- Born: St. Louis, Missouri, U.S.
- Education: Beloit College (BFA) Ohio State University (MFA)
- Occupation: Cartoonist

= Julia Suits =

American cartoonist

Julia Suits is a contributing cartoonist for The New Yorker and other publications.

Born in St. Louis, Missouri, Suits received a BFA in painting from Beloit College and an MFA from Ohio State University. Her editorial portraits, syndicated by Creators Syndicate from 1988 to 2008, appeared in newspapers worldwide, including the Los Angeles Times, Aspergers Weekly and the San Francisco Chronicle.

==Books==
Suits has illustrated scientific journals and textbooks. As a certified medical illustrator and forensic sculptor, she reconstructed the head of an Egyptian mummy using CAT scan technology.

She created art for a book of idioms, I'm Not Hanging Noodles on Your Ears by Jag Bhalla (National Geographic, 2009), and other books showcasing her work include The Rejection Collection II, edited by Matt Diffee (Gallery, 2007), and Sex and Sensibility, edited by Liza Donnelly (Twelve, 2008).

She is the author of a non-fiction book, The Extraordinary Catalog of Peculiar Inventions: The Curious World of the Demoulin Brothers and Their Fraternal Lodge Prank Machines from Human Centipedes and Revolving Goats to Electric Carpets and Smoking Camels (Perigee, 2011).

--*--

Work instruction 1: In the Julia Suits biography, extract the text from "- Education: Beloit" up to and including "and other publications.".
Work instruction 2: According to the Julia Suits biography, which syndicate distributed her editorial portraits, and for what span of years?
The records aren't needed for this work.

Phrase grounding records

--*--

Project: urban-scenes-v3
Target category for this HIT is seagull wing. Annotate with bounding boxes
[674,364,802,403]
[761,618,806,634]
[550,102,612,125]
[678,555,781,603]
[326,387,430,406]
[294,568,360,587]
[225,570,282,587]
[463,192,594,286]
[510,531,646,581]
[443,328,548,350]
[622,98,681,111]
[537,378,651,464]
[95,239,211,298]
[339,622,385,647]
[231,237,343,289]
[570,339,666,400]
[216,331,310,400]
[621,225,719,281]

--*--

Answer box 1:
- Education: Beloit College (BFA) Ohio State University (MFA)
- Occupation: Cartoonist

= Julia Suits =

American cartoonist

Julia Suits is a contributing cartoonist for The New Yorker and other publications.

Answer box 2: Creators Syndicate distributed them from 1988 to 2008.